▶ **Selected excerpt**:
- - -

Hello and welcome to the show that never ends. Well that’s how it would seem given Dylan’s penchant for treading the boards interspersed with all of the recording, rehearsing, rereleases and receiving of gongs. As intense as these activities can be, perhaps the greatest growth area is in Bob Dylan-related literature. The bookshelves are already groaning under the weight of such tomes and yet still they come. It would seem that every aspect of Dylan’s universe has been covered. His life and work has been probed, scrutinised, analysed, stamped, recorded, catalogued, indexed and categorised in volumes of facts, rumours and opinions on a spectrum from informed to highly speculative. It is hard to get a fresh angle – and yet the books just keep on coming. One man who has managed successfully to present something new in recent times is Ian Bell, whose two volumes The Lives of Bob Dylan, provide an informative, intelligent and insightful take on Dylan and his career and the phases that each evolving “Bob Dylan” has inhabited. Bell does not shrink from offering firm opinions and there are no sacred cows in the Dylan canon so far as he is concerned. But he knows his subject and his arguments are almost always entirely convincing, if sometimes against the grain of popular sentiments. For example, his work on the mid-60’s albums, the “Christian trilogy” and the lateperiod albums is outstanding and in this latter discussion , from our viewpoint at least, he nails the whole argument of Dylan and plagiarism.

- - -

▶ **Data lines**:
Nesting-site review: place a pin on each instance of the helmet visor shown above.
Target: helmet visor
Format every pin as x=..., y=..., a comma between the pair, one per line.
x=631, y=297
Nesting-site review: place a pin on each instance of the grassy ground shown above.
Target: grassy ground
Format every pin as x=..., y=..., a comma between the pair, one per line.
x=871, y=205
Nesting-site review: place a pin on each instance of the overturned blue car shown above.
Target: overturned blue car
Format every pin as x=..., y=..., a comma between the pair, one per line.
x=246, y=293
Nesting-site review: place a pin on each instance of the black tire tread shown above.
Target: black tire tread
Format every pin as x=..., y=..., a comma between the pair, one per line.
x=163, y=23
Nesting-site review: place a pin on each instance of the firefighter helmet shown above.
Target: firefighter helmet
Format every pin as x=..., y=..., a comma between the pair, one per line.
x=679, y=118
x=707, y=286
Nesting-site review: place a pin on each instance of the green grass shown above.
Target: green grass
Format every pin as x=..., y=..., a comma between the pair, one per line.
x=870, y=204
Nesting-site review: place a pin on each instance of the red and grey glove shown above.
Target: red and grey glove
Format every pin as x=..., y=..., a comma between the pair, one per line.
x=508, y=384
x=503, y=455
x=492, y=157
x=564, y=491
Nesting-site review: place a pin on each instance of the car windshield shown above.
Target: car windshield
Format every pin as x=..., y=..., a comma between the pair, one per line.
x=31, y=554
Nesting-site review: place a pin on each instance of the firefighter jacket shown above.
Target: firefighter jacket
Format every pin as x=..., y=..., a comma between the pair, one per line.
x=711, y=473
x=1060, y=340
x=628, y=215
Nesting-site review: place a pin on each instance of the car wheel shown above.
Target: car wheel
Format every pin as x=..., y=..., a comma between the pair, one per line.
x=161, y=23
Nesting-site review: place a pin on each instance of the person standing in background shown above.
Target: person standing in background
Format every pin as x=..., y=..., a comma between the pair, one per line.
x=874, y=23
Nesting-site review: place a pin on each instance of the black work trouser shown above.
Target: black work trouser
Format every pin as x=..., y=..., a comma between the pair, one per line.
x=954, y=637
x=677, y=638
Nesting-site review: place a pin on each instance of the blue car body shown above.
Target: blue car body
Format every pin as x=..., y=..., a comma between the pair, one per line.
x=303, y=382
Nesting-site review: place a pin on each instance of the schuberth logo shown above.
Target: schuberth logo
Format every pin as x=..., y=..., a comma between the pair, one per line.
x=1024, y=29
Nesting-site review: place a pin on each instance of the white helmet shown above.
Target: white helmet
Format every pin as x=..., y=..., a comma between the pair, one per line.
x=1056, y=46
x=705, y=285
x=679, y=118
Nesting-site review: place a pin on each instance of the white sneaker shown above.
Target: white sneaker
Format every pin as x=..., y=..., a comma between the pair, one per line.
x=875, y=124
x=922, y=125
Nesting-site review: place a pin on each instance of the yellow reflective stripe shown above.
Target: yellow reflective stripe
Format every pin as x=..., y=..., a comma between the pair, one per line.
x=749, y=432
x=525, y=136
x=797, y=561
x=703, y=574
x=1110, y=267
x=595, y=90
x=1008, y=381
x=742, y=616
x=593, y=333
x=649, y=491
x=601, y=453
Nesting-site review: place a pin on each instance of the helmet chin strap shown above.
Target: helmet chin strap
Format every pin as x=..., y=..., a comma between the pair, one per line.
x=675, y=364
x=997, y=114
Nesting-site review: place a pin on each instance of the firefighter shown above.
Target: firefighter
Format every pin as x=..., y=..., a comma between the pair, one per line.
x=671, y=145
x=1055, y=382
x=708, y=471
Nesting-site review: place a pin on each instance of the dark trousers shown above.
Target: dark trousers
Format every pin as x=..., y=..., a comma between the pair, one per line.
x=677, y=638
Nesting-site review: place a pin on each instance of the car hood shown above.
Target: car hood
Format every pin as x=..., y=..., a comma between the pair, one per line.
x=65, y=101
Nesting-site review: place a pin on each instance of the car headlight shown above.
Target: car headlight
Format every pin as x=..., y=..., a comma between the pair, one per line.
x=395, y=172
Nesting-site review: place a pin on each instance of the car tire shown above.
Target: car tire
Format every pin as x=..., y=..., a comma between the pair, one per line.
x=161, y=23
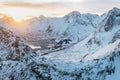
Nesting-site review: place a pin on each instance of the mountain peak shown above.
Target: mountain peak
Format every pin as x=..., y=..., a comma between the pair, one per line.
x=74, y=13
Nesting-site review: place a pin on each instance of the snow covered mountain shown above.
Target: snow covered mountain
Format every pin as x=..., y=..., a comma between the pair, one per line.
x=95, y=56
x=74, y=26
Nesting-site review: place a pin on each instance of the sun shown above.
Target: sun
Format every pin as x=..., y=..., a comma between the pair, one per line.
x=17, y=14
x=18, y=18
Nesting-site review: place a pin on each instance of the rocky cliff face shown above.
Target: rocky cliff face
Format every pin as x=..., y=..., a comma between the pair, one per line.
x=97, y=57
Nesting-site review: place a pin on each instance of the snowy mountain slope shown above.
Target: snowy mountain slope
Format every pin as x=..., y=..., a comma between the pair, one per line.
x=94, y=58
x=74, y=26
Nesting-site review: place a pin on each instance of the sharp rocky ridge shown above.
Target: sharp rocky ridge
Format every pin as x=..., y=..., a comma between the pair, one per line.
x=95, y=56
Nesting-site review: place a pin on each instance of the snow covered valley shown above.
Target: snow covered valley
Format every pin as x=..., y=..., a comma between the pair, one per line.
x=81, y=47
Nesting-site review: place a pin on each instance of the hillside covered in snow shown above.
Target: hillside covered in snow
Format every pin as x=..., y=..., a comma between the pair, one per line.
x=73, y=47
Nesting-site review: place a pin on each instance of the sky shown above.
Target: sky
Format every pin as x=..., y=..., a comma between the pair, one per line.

- - -

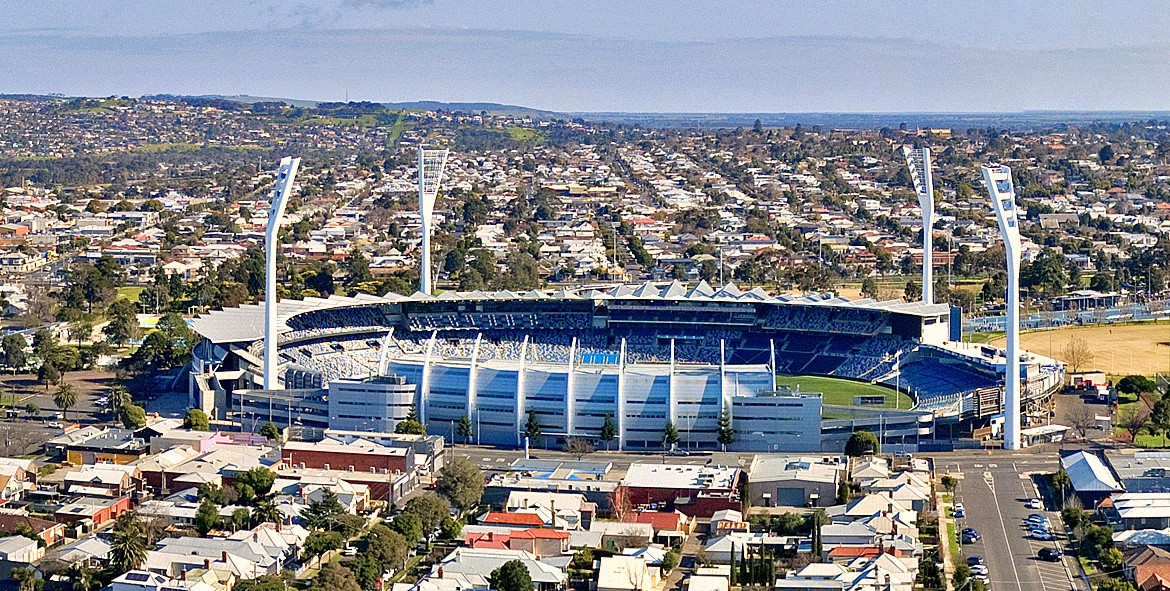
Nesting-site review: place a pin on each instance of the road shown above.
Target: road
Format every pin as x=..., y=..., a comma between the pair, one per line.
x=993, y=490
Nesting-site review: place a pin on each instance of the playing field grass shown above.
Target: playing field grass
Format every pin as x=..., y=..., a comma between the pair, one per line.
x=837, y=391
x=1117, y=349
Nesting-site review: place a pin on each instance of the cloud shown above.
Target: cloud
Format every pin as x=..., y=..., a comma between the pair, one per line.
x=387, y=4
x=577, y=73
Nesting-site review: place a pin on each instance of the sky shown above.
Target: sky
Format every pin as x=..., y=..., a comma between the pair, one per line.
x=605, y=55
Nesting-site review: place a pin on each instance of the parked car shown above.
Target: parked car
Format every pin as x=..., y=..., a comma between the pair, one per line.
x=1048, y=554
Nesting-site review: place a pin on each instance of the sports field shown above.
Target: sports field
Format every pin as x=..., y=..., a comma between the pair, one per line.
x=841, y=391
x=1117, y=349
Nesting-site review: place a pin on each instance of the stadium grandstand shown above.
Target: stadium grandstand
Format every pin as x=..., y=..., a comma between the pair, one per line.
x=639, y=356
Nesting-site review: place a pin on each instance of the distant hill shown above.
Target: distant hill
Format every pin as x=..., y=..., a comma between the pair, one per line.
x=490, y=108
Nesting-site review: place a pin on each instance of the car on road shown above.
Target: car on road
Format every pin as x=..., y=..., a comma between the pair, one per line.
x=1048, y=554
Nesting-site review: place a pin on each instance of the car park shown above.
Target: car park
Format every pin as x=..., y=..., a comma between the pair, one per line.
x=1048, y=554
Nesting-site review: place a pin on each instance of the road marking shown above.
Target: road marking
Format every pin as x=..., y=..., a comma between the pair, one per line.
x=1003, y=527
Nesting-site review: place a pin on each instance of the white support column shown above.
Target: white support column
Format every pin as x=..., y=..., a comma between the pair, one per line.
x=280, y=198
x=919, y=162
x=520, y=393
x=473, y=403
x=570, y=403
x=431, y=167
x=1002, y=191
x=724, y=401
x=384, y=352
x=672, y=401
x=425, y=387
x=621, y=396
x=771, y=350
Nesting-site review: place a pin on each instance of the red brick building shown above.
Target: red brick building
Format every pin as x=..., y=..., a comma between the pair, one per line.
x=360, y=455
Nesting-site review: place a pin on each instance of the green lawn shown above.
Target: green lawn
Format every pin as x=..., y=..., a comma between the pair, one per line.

- - -

▶ **To-do list**:
A) For each statement below, say yes or no according to the passage on Bob Dylan books, and quote the words of the passage that decide it.
(i) Ian Bell's The Lives of Bob Dylan comes in two volumes.
(ii) Bell avoids giving firm opinions.
(iii) Finding a fresh angle on Dylan is easy.
B) Using the passage on Bob Dylan books, answer these questions:
(i) What does it name as perhaps the greatest growth area?
(ii) Who wrote The Lives of Bob Dylan?
(iii) In Bell's discussion of the late-period albums, what argument does he nail?
C) Write the next part of the passage on Bob Dylan books, picking up after its final sentence.
The data plays no part in what comes next.

▶ **Exercise results**:
A)
(i) Yes: "whose two volumes The Lives of Bob Dylan"
(ii) No: "Bell does not shrink from offering firm opinions"
(iii) No: "It is hard to get a fresh angle"

B)
(i) Bob Dylan-related literature
(ii) Ian Bell
(iii) The whole argument of Dylan and plagiarism

C)
One song that comes in for a critical pasting is Ballad In Plain D. Now that will probably come as no surprise to subscribers (and most critics feel the same) but we feel that this received wisdom goes unchallenged far too often and the song is worthy of another review. Certainly it is, in turn, juvenile, vengeful and vicious (and probably unfair!) but it is not entirely devoid of a decent lyric or two along the 5 way. But what do you think? We invite you to offer your own considered opinions. Should be interesting.

We wish to tender our apologies for any offence caused to Hugues Aufray for the inclusion on an incorrect photo on page 76 of The Bridge 48. The correct photo has been included on page 2 of this issue. We hope that this error did not cause distress.

Next time around The Bridge will be 50. It’s hard to believe it but it’s true. We hope to mark this event with a special themed edition and, as we look forward to that, we thank you, our subscribers, for getting us so far along this road as we continue, not without a heavy slice of irony given the content of this editorial, to swell those groaning bookshelves.

May you climb on every rung ..........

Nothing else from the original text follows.